→ **OBJECTIF DE LA TÂCHE**
Selon le texte sur les coutumes séfarades des trois semaines, quel était le seul usage observé à Izmir pendant cette période d'après le Grand-Rabbin Hayim ban Yisro`él Benbenisti ?

Troisièmement, le passage du Séphar Hasidhim ne mentionne
que cette seule pratique durant les trois semaines. Nous sommes très
loin de toutes les interdictions ashkénazes que l'on connaît
aujourd'hui !
Mais
là encore, la source de Rabbi Yôséf Qa`rô est un texte rédigé
par l'un des Ri`shônim `ashkanazim. Il ne pouvait trouver aucun
texte rédigé par les Ri`shônim Sapharadhim, tout bonnement parce
que chez les Sapharadhim il n'y avait toujours eu que des Minhoghim
s'appliquant à la période de neuf jours entre Rô`sh Hôdhash
`ov et le jeûne, ainsi que d'autres lois et coutumes pour la semaine
du jeûne. C'est là la pratique séfarade d'origine !
Comment
les communautés séfarades passaient cette période ? Y
avait-il des Houmrôth respectées par certaines ou toutes les
communautés séfarades ?
- Izmir, en Turquie
Le
Grand-Rabbin Hayim ban Yisro`él Benbenisti (1603-1673) écrit
dans ses « Shi´ouré Kanasath Haggadhôloh » que
le Minhogh dans sa ville (et certaines autres villes turques)
était de ne simplement pas se fiancer ou se marier durant toute la
période des trois semaines. Rien de plus, rien de moins ! Il
n'y avait donc pas les interdictions d'écouter ou jouer de la
musique, de réciter la bénédiction de « Shahahayonou »,
d'acheter des vêtements neufs, etc.
Le
Rov Hayim Pal`aghi (1788-1869), un autre rabbin turque de la
ville de Smyrne, écrit la même chose dans le volume 2 de son « Lév
Hayim ».
- Le Caire, en Égypte
Le
Grand-Rabbin Rapho`él `aharôn ban Shim´ôn (1847-1928) ne fait
aucune mention de ces Minhoghim de deuil dans la section
relative aux jeûnes dans son « Néhar Misrayim ».
Par
contre, il fait mention du fait qu'il existe quelques communautés
qui récitent certaines Qinôth lors des trois Shabbothôth de la
période des « Trois Semaines », et que dans certaines
autres communautés on lit les Haftorôth de ces Shabbothôth-là
avec un air triste et déchirant. Mais il précise que rien de
tout cela n'est le Minhogh en Égypte. Shabboth est Shabboth, et
il ne doit y avoir aucune tristesse ou allusion à de la tristesse ce
jour-là.

→ **LISTE DU MATÉRIEL**
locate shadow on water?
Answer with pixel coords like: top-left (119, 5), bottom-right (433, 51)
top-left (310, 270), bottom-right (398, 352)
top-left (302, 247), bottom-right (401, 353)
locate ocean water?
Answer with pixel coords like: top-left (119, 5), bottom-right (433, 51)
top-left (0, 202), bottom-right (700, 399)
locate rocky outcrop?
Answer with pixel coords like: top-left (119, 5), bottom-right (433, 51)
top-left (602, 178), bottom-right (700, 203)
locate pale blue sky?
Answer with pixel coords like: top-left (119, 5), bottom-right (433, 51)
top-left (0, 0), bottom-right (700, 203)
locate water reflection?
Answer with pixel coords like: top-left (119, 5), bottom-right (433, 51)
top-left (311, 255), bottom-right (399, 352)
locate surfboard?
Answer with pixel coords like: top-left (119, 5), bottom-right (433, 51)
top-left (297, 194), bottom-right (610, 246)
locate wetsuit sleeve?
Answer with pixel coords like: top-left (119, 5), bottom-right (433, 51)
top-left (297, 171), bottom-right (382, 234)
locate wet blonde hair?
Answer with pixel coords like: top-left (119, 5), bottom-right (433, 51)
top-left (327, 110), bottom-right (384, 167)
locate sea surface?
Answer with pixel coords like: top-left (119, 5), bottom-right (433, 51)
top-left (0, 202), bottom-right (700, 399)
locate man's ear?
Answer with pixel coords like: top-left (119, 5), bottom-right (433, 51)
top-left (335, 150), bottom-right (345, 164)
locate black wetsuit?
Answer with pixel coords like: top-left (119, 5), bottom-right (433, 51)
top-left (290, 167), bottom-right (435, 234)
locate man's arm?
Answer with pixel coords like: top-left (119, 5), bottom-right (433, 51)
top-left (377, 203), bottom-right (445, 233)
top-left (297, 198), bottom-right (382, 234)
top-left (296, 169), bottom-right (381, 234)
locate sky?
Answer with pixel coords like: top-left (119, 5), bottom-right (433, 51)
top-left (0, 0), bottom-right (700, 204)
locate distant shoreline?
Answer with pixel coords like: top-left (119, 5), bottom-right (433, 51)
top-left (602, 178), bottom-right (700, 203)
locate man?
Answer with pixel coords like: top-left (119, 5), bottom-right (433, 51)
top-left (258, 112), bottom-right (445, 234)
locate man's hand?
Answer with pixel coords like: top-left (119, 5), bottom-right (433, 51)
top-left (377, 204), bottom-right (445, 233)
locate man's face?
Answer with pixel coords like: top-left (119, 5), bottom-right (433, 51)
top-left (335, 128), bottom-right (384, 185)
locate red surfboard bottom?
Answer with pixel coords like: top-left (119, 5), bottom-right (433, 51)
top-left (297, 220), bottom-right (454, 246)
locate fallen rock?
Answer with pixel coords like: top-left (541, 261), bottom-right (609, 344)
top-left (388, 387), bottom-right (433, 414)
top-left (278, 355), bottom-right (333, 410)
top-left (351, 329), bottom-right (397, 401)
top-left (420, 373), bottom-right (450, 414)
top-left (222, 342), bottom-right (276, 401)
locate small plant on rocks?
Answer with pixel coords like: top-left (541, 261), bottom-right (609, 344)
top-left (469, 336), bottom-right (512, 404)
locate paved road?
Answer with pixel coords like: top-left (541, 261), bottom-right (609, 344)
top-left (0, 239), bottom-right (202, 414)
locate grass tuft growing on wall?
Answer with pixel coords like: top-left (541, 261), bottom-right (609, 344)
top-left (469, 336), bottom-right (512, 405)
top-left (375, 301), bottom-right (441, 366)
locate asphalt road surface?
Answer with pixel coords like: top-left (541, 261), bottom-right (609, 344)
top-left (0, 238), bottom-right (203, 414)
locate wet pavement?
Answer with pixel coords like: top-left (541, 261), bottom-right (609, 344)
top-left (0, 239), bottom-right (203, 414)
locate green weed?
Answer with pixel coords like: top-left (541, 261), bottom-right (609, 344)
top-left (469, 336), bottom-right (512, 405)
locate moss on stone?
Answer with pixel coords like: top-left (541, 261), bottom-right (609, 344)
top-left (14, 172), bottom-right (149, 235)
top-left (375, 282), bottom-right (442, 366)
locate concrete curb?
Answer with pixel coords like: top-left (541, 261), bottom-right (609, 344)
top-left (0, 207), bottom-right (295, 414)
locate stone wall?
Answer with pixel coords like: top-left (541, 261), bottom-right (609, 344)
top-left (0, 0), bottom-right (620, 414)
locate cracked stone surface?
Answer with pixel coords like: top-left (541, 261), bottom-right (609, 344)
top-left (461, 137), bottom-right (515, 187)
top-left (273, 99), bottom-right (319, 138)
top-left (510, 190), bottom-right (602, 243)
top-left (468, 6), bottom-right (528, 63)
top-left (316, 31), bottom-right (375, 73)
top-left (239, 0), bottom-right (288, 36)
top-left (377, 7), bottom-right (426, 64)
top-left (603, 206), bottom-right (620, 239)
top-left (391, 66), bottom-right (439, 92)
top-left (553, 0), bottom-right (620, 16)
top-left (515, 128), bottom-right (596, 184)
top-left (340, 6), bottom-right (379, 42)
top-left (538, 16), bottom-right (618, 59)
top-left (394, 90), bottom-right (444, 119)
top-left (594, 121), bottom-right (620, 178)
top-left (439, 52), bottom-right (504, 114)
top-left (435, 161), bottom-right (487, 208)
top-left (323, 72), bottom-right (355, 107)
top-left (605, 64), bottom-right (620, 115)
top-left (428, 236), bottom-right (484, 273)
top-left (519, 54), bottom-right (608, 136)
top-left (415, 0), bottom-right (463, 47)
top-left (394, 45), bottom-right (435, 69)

→ **PROBLÈME RÉSOLU**
On ne se fiançait pas et on ne se mariait pas pendant toute la période des trois semaines.